TASK:
Look through the data below for the line with "rough mask: <svg", and transcribe it exactly together with each line after it up to and including the line with "positive clicks: (283, 138)". Give nothing else.

Stored items
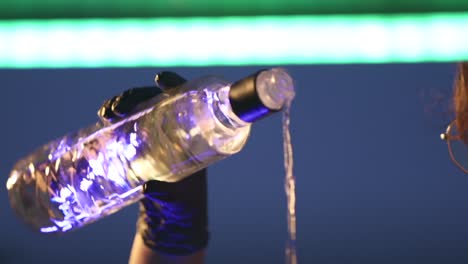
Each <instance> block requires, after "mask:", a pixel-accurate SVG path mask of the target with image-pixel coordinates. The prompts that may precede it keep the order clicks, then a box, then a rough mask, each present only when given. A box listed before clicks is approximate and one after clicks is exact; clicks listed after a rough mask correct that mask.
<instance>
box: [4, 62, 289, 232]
mask: <svg viewBox="0 0 468 264" xmlns="http://www.w3.org/2000/svg"><path fill="white" fill-rule="evenodd" d="M245 80H248V81H247V82H245V81H244V82H241V83H239V82H238V83H234V84H232V85H230V84H229V83H227V82H226V81H224V80H222V79H219V78H214V77H206V78H201V79H198V80H196V81H192V82H188V83H187V84H185V85H184V86H182V87H179V88H176V90H174V91H175V92H174V93H173V94H171V96H167V95H164V96H159V97H156V98H154V99H153V100H151V101H150V102H148V103H147V104H145V105H144V107H143V106H142V110H141V111H139V112H138V113H137V114H135V115H132V116H130V117H128V118H126V119H124V120H122V121H120V122H118V123H116V124H111V125H109V124H103V123H97V124H95V125H94V126H91V127H89V128H86V129H83V130H80V131H78V132H77V133H74V134H70V135H67V136H65V137H63V138H61V139H59V140H56V141H52V142H50V143H49V144H46V145H45V146H43V147H42V148H40V149H39V150H37V151H36V152H34V153H32V154H31V155H29V156H27V157H26V158H24V159H22V160H20V161H19V162H18V163H17V164H16V165H15V166H14V168H13V170H12V172H11V174H10V177H9V179H8V181H7V188H8V190H9V197H10V203H11V205H12V207H13V208H14V209H15V211H16V212H17V214H18V215H19V216H20V217H21V218H22V219H23V220H24V221H25V222H26V223H28V224H29V225H31V226H32V227H33V228H34V229H36V230H39V231H40V232H43V233H57V232H66V231H68V230H71V229H75V228H78V227H81V226H83V225H86V224H89V223H91V222H93V221H95V220H98V219H100V218H102V217H104V216H106V215H109V214H111V213H113V212H116V211H118V210H120V209H121V208H122V207H124V206H126V205H129V204H131V203H134V202H136V201H138V200H140V199H141V198H142V197H143V195H142V192H141V191H142V185H143V184H144V183H145V182H146V181H148V180H153V179H154V180H159V181H167V182H175V181H179V180H181V179H183V178H184V177H187V176H188V175H191V174H193V173H195V172H196V171H198V170H200V169H202V168H205V167H207V166H208V165H210V164H212V163H213V162H216V161H219V160H221V159H223V158H225V157H228V156H230V155H232V154H234V153H237V152H239V151H240V150H241V149H242V147H243V146H244V144H245V143H246V140H247V138H248V136H249V133H250V126H251V122H253V121H255V120H257V119H259V118H261V117H263V116H265V115H267V114H269V113H271V112H275V111H277V110H279V109H276V108H277V107H278V106H281V105H282V104H284V102H285V101H286V100H287V99H288V98H287V96H288V95H290V94H291V91H292V95H293V93H294V90H293V86H292V80H291V78H290V76H289V75H288V74H287V73H286V72H285V71H283V70H281V69H273V70H269V71H263V72H260V73H257V74H256V75H254V76H251V77H248V78H246V79H245ZM266 82H267V83H268V85H265V83H266ZM259 84H260V85H259ZM257 86H259V87H260V86H261V87H262V89H261V90H262V91H264V92H261V93H260V94H258V92H257V90H256V87H257ZM240 90H242V93H240V94H239V93H237V95H236V93H235V92H236V91H240ZM263 94H264V95H266V96H263ZM276 94H279V95H276ZM272 95H275V96H272ZM284 95H286V96H284ZM262 96H263V97H264V98H262ZM234 97H235V98H234ZM252 98H253V99H254V100H253V101H252ZM265 98H267V99H268V100H267V99H265ZM234 101H235V106H234V105H232V103H233V102H234ZM264 101H265V102H268V105H274V106H275V109H269V108H268V106H265V104H264V103H263V102H264ZM252 102H253V103H252ZM249 109H251V110H249ZM259 109H260V110H261V111H259ZM249 111H250V112H249ZM253 112H255V113H256V114H255V115H252V113H253ZM258 113H263V114H261V115H260V114H258ZM251 116H255V120H251V119H250V117H251ZM246 117H249V118H246Z"/></svg>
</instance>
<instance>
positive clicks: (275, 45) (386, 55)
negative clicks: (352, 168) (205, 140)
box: [0, 13, 468, 68]
mask: <svg viewBox="0 0 468 264" xmlns="http://www.w3.org/2000/svg"><path fill="white" fill-rule="evenodd" d="M459 60H468V13H460V14H432V15H400V16H376V15H375V16H372V15H362V16H324V17H319V16H317V17H314V16H295V17H287V16H286V17H250V18H247V17H242V18H241V17H226V18H179V19H169V18H166V19H120V20H117V19H115V20H45V21H44V20H43V21H40V20H24V21H1V22H0V67H1V68H63V67H142V66H163V67H169V66H210V65H270V64H274V65H279V64H336V63H340V64H341V63H400V62H405V63H406V62H449V61H459Z"/></svg>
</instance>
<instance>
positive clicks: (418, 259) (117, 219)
mask: <svg viewBox="0 0 468 264" xmlns="http://www.w3.org/2000/svg"><path fill="white" fill-rule="evenodd" d="M258 69H259V68H258V67H242V68H237V67H220V68H177V69H173V70H176V71H178V72H179V73H181V74H182V75H184V76H186V77H187V78H195V77H198V76H201V75H205V74H219V75H223V76H225V77H226V78H227V79H228V80H232V81H234V80H236V79H238V78H241V77H243V76H245V75H248V74H250V73H252V72H254V71H256V70H258ZM287 69H288V70H289V71H290V73H291V74H292V76H293V77H294V78H295V80H296V86H297V98H296V100H295V103H294V104H293V109H292V111H293V112H292V121H291V122H292V136H293V138H292V140H293V143H294V154H295V175H296V177H297V198H298V200H297V215H298V254H299V263H320V264H322V263H426V264H427V263H467V262H468V251H467V250H466V249H467V248H468V176H466V175H464V174H463V173H461V172H460V171H459V170H458V169H457V168H456V167H455V166H454V165H452V163H451V162H450V160H449V157H448V154H447V148H446V144H445V143H444V142H442V141H440V140H439V133H440V132H441V131H442V130H444V127H443V126H444V125H445V123H446V122H447V121H448V120H449V119H450V116H449V115H448V114H443V113H442V112H443V111H444V110H446V109H445V107H448V106H447V105H442V107H439V106H440V105H438V104H437V102H438V100H439V97H440V95H442V98H443V99H444V100H445V101H444V102H447V101H448V100H449V98H450V96H451V95H450V93H451V87H452V82H453V81H452V80H453V77H454V70H455V67H454V65H453V64H450V65H448V64H427V65H416V64H408V65H350V66H292V67H287ZM159 70H162V69H89V70H76V69H74V70H2V71H0V81H1V82H0V87H1V88H0V94H1V97H0V98H1V103H0V112H1V113H2V119H1V123H0V126H1V130H0V133H1V134H0V139H1V140H2V141H1V145H0V146H1V150H0V174H1V175H3V180H2V181H3V183H2V184H5V182H6V179H7V176H8V174H9V171H10V169H11V167H12V165H13V163H14V162H15V161H16V160H17V159H19V158H21V157H22V156H24V155H25V154H27V153H28V152H29V151H31V150H32V149H34V148H35V147H37V146H38V145H41V144H43V143H46V142H47V141H49V140H51V139H54V138H57V137H59V136H61V135H62V134H65V133H66V132H70V131H73V130H76V129H78V128H81V127H85V126H87V125H89V124H91V123H93V122H95V120H96V117H95V112H96V109H97V108H98V106H99V105H100V104H101V103H102V102H103V101H104V100H105V99H106V98H108V97H110V96H111V95H114V94H118V93H119V92H120V91H122V90H124V89H126V88H129V87H131V86H136V85H147V84H151V83H152V79H153V76H154V74H155V73H156V72H157V71H159ZM433 104H435V106H433ZM428 112H429V113H428ZM441 113H442V114H441ZM281 140H282V139H281V116H280V115H277V116H275V117H272V118H270V119H265V120H263V121H261V122H259V123H258V124H255V125H254V128H253V132H252V135H251V138H250V141H249V142H248V144H247V145H246V147H245V149H244V150H243V151H242V152H241V153H240V154H238V155H236V156H233V157H231V158H229V159H227V160H224V161H222V162H220V163H218V164H216V165H214V166H213V167H212V168H211V170H210V176H209V210H210V226H211V231H212V239H211V242H210V246H209V248H208V261H207V262H208V263H283V259H284V257H283V256H284V253H283V251H284V244H285V240H286V214H285V212H286V202H285V194H284V188H283V178H284V170H283V154H282V144H281ZM3 186H5V185H3ZM136 209H137V208H136V207H135V206H132V207H130V208H127V209H125V210H123V211H121V212H118V213H117V214H115V215H112V216H111V217H108V218H106V219H103V220H101V221H99V222H97V223H94V224H92V225H90V226H87V227H85V228H83V229H80V230H78V231H76V232H72V233H69V234H66V235H64V236H61V237H51V236H46V235H41V234H35V233H33V232H31V231H30V230H29V229H28V228H27V227H25V226H24V225H23V224H22V223H21V222H20V221H18V219H17V218H16V217H15V216H14V214H13V211H12V210H11V209H10V207H9V204H8V198H7V192H6V188H5V187H2V188H0V221H1V231H0V234H1V236H0V263H46V262H47V263H126V262H127V259H128V254H129V250H130V246H131V242H132V238H133V234H134V230H135V220H136V213H137V211H136Z"/></svg>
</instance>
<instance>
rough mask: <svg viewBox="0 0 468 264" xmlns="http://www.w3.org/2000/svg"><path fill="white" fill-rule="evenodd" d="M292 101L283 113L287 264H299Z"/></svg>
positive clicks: (283, 138)
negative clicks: (296, 212)
mask: <svg viewBox="0 0 468 264" xmlns="http://www.w3.org/2000/svg"><path fill="white" fill-rule="evenodd" d="M290 111H291V101H288V102H287V103H286V105H285V108H284V111H283V151H284V169H285V172H286V177H285V185H284V187H285V191H286V201H287V210H288V213H287V220H288V240H287V242H286V250H285V255H286V264H297V253H296V180H295V177H294V175H293V150H292V144H291V133H290V129H289V124H290Z"/></svg>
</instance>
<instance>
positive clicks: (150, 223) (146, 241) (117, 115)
mask: <svg viewBox="0 0 468 264" xmlns="http://www.w3.org/2000/svg"><path fill="white" fill-rule="evenodd" d="M185 82H186V81H185V79H184V78H182V77H180V76H179V75H177V74H175V73H173V72H161V73H159V74H158V75H157V76H156V84H157V86H158V87H141V88H134V89H130V90H127V91H125V92H123V93H122V94H121V95H119V96H114V97H113V98H111V99H109V100H107V101H106V102H105V103H104V104H103V105H102V106H101V108H100V109H99V111H98V115H99V117H100V118H101V119H102V120H104V121H105V122H112V123H114V122H118V121H119V120H120V119H122V118H125V117H127V116H129V115H131V114H132V113H133V112H134V110H135V108H136V106H137V105H139V104H141V103H143V102H145V101H147V100H150V99H151V98H153V97H154V96H157V95H159V94H160V93H163V92H165V91H166V92H167V91H168V90H169V89H171V88H174V87H177V86H180V85H182V84H183V83H185ZM143 192H144V195H145V198H144V199H143V200H142V201H141V203H140V213H139V217H138V222H137V233H138V234H137V235H139V236H141V238H142V241H143V242H144V244H145V245H146V246H147V247H149V248H151V249H153V250H155V251H157V252H159V253H162V254H170V255H189V254H192V253H194V252H196V251H199V250H201V249H203V248H205V247H206V245H207V243H208V216H207V187H206V169H203V170H200V171H198V172H196V173H195V174H193V175H191V176H189V177H187V178H185V179H183V180H181V181H178V182H173V183H168V182H162V181H157V180H151V181H148V182H147V183H145V185H144V187H143Z"/></svg>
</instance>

TASK OUTPUT:
rough mask: <svg viewBox="0 0 468 264" xmlns="http://www.w3.org/2000/svg"><path fill="white" fill-rule="evenodd" d="M292 101L283 113L287 264H299Z"/></svg>
positive clicks: (283, 138)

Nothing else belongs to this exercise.